◆ Document extract
BEGIN
Some Universities provide a Professor at the beginning of the course and at the end for the final exam and the rest of the course is online. Blackboard is an online administrative system that I was certified and trained in that makes online teaching easy with computer testing, online grading reporting, lock boxes to record when an assignment is handed in onetime and the full curriculum can be posted in advance. Some textbook companies will provide the full text of their books to be uploaded to Blackboard for students to read and not have to pay for an expensive textbook.

Obviously the human interaction between student and teacher is going to suffer. There might be a decline in Teachers due to the new non personal online teaching approach? One big glitch is what happens when the servers go down? No server, no internet, no classrooms broadcast. Hacking will be a major problem and colleges, schools and universities will have to learn how to protect their online systems.

E-mailing a professor is always going to be risky if the student can upload a virus or deliver a link or app that tracks a Professors keyboard. Protected institution e-mails are the only way to prevent this.
END
◆ Exercise data
BEGIN
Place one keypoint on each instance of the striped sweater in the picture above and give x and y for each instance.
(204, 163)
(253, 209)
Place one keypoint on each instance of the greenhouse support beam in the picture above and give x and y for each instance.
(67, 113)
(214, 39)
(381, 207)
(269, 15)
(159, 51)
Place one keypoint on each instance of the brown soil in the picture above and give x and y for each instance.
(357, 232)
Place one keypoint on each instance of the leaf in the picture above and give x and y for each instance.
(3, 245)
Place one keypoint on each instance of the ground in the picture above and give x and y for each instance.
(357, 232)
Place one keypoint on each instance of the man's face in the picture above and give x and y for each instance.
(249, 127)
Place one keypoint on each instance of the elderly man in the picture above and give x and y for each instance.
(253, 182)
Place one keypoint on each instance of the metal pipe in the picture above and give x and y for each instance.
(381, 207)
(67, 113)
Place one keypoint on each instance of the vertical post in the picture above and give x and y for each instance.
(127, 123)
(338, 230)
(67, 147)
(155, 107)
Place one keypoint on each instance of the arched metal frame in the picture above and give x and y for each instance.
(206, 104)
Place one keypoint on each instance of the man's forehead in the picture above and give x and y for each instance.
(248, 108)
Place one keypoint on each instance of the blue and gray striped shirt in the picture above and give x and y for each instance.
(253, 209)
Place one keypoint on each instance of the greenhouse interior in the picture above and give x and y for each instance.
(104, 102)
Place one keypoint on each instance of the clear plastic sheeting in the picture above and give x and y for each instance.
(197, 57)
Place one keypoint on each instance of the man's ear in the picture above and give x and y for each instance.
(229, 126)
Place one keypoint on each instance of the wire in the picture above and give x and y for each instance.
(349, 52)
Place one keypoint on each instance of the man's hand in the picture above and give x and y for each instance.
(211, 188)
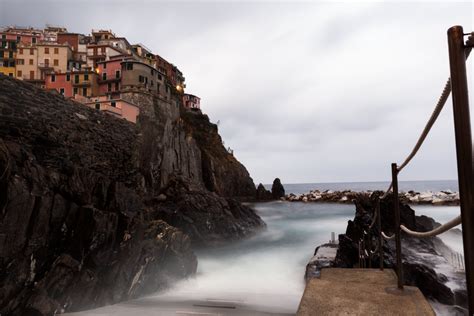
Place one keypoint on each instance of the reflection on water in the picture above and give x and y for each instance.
(269, 266)
(263, 273)
(260, 274)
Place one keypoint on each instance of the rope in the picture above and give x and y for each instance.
(387, 192)
(388, 237)
(441, 229)
(439, 106)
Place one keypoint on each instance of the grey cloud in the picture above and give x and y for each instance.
(312, 91)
END
◆ Requirement A
In the passage on online teaching, switch "virus" to "malware" and write out everything from "E-mailing a professor" down to "to prevent this.".
◆ Requirement B
Translate this sentence from the passage on online teaching into Spanish: "Obviously the human interaction between student and teacher is going to suffer."

◆ Exercise response A
E-mailing a professor is always going to be risky if the student can upload a malware or deliver a link or app that tracks a Professors keyboard. Protected institution e-mails are the only way to prevent this.

◆ Exercise response B
Obviamente, la interacción humana entre estudiante y profesor va a verse perjudicada.